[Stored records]
----

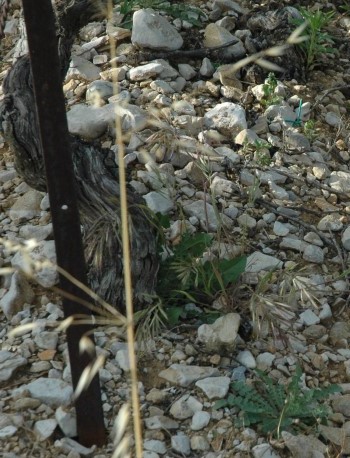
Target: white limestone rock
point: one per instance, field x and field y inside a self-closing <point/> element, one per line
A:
<point x="150" y="30"/>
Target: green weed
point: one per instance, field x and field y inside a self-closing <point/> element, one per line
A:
<point x="275" y="407"/>
<point x="269" y="86"/>
<point x="319" y="42"/>
<point x="310" y="130"/>
<point x="186" y="276"/>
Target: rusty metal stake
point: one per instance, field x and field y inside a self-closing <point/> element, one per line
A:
<point x="40" y="24"/>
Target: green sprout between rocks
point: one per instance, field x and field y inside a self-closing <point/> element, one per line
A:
<point x="319" y="42"/>
<point x="275" y="408"/>
<point x="187" y="275"/>
<point x="269" y="87"/>
<point x="310" y="130"/>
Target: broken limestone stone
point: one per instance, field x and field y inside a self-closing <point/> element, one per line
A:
<point x="19" y="294"/>
<point x="150" y="30"/>
<point x="221" y="335"/>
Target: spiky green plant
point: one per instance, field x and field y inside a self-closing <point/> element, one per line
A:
<point x="275" y="408"/>
<point x="319" y="41"/>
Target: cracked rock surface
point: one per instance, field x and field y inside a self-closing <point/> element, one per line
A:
<point x="200" y="142"/>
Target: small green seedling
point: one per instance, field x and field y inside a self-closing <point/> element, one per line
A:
<point x="298" y="121"/>
<point x="269" y="86"/>
<point x="275" y="408"/>
<point x="319" y="42"/>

----

_Job_: Return everything in the material verbatim, from the line containing "Target: broken limestone stone" down to the final line of the material.

_Complete response_:
Target: broken limestone stone
point: one per instance, field x and field y inside a self-closing <point/> element, one per line
A:
<point x="19" y="294"/>
<point x="150" y="30"/>
<point x="221" y="335"/>
Target: spiky green plant
point: one per instance, field x and field y inside a self-closing <point/> element, one per line
A:
<point x="275" y="408"/>
<point x="319" y="41"/>
Target: cracked rock surface
point: one per instance, field x and field y inside a self-closing <point/> element, one per line
A:
<point x="200" y="142"/>
Target: small green seedling
point: one per instance, field x and field y inside a self-closing <point/> element, one per line
A:
<point x="298" y="121"/>
<point x="269" y="86"/>
<point x="275" y="408"/>
<point x="319" y="42"/>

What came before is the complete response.